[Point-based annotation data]
++++++++
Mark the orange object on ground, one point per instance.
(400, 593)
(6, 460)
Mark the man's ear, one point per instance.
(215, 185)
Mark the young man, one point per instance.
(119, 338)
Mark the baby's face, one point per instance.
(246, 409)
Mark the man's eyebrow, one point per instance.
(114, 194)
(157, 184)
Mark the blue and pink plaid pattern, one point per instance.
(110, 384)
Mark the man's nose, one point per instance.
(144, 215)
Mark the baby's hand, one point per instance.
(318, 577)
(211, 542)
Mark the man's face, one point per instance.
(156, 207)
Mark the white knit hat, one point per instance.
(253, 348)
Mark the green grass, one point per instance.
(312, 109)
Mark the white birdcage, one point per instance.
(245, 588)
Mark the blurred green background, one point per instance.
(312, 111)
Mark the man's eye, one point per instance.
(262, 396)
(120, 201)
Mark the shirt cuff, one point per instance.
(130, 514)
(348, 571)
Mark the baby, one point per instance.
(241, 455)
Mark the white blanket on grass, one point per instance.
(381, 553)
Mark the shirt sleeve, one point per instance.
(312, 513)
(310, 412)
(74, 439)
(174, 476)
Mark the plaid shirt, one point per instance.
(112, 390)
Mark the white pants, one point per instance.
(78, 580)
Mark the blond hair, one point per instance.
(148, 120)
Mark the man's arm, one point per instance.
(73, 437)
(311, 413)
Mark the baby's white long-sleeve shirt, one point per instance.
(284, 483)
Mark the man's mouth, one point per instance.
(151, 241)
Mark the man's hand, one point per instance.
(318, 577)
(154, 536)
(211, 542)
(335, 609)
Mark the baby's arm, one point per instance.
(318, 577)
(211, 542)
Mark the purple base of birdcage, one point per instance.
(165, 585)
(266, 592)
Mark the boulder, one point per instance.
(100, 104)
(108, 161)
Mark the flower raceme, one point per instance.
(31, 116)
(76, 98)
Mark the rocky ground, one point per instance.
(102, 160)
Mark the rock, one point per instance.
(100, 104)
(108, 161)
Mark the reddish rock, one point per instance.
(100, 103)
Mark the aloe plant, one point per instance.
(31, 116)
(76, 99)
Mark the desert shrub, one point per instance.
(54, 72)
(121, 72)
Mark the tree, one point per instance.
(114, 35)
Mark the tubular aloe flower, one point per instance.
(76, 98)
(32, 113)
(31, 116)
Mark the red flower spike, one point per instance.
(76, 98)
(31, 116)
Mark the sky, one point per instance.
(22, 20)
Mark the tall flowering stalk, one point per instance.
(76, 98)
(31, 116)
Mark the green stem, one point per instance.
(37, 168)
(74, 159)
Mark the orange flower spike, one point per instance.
++++++++
● **Required work**:
Rewrite the items above, switching "one point per instance" to "a single point for each instance" wherever it occurs and leaving everything else as it is.

● **Expected answer**:
Mark the orange object on ground, a single point for each instance.
(400, 593)
(6, 460)
Mark the man's ear, a single point for each instance.
(215, 185)
Mark the young man, a single point for each instance.
(119, 338)
Mark the baby's face, a single point for each instance.
(246, 409)
Mark the man's eyebrow, a single point for each instance.
(114, 194)
(157, 184)
Mark the blue and pink plaid pattern, a single point for each instance.
(110, 384)
Mark the man's nose, a single point for each instance.
(144, 215)
Mark the baby's hand, a single point for each instance.
(318, 577)
(211, 542)
Mark the man's face, a single point for each instance.
(156, 207)
Mark the white knit hat, a single point for each instance.
(253, 348)
Mark the green grass, a single point for each instance.
(312, 109)
Mark the white birdcage, a single point for each instance.
(245, 588)
Mark the blurred green background, a single point for each instance.
(312, 111)
Mark the man's eye, a single point for each instance.
(262, 396)
(120, 201)
Mark the shirt cuff, a single point for each instance.
(130, 514)
(348, 571)
Mark the baby, a single point for each instance.
(241, 455)
Mark the white blanket on grass, a single point for each instance.
(381, 553)
Mark the shirt sleeve, a single point for each instance.
(312, 513)
(310, 412)
(74, 439)
(174, 476)
Mark the plaid shirt, a single point for each instance.
(112, 390)
Mark the white pants, a single point for each instance.
(78, 580)
Mark the blond hair, a single point for each instance.
(148, 120)
Mark the man's arm, a single point for each instance.
(73, 437)
(311, 413)
Mark the baby's white long-sleeve shirt, a single point for each instance.
(284, 483)
Mark the man's mouth, a single point for each instance.
(151, 241)
Mark the man's hand, a single point for each instance.
(318, 577)
(154, 536)
(211, 542)
(335, 609)
Mark the baby's arm, a single point for each instance.
(318, 577)
(211, 542)
Mark the purple base of birdcage, a single point for each instance.
(165, 585)
(266, 592)
Mark the boulder, a single point for each instance.
(100, 104)
(108, 161)
Mark the flower raceme, a single point for each instance.
(31, 116)
(76, 98)
Mark the rocky ground, a single point for each instance.
(102, 160)
Mark the rock, a single point for each instance.
(100, 104)
(108, 161)
Mark the reddish rock, a single point for each instance.
(100, 103)
Mark the aloe plant, a single point for each instance.
(31, 116)
(76, 99)
Mark the desert shrub, a single point for each instance.
(54, 72)
(121, 72)
Mark the tree, a single point for each instance.
(114, 35)
Mark the tubular aloe flower, a single point for each instance.
(76, 98)
(32, 113)
(31, 116)
Mark the red flower spike, a single point for each instance.
(76, 98)
(31, 116)
Mark the sky, a single point for each instance.
(22, 20)
Mark the tall flowering stalk, a single point for each instance.
(76, 98)
(31, 116)
Mark the green stem, a single point for each instance.
(37, 168)
(74, 159)
Mark the orange flower spike, a single point for each instance.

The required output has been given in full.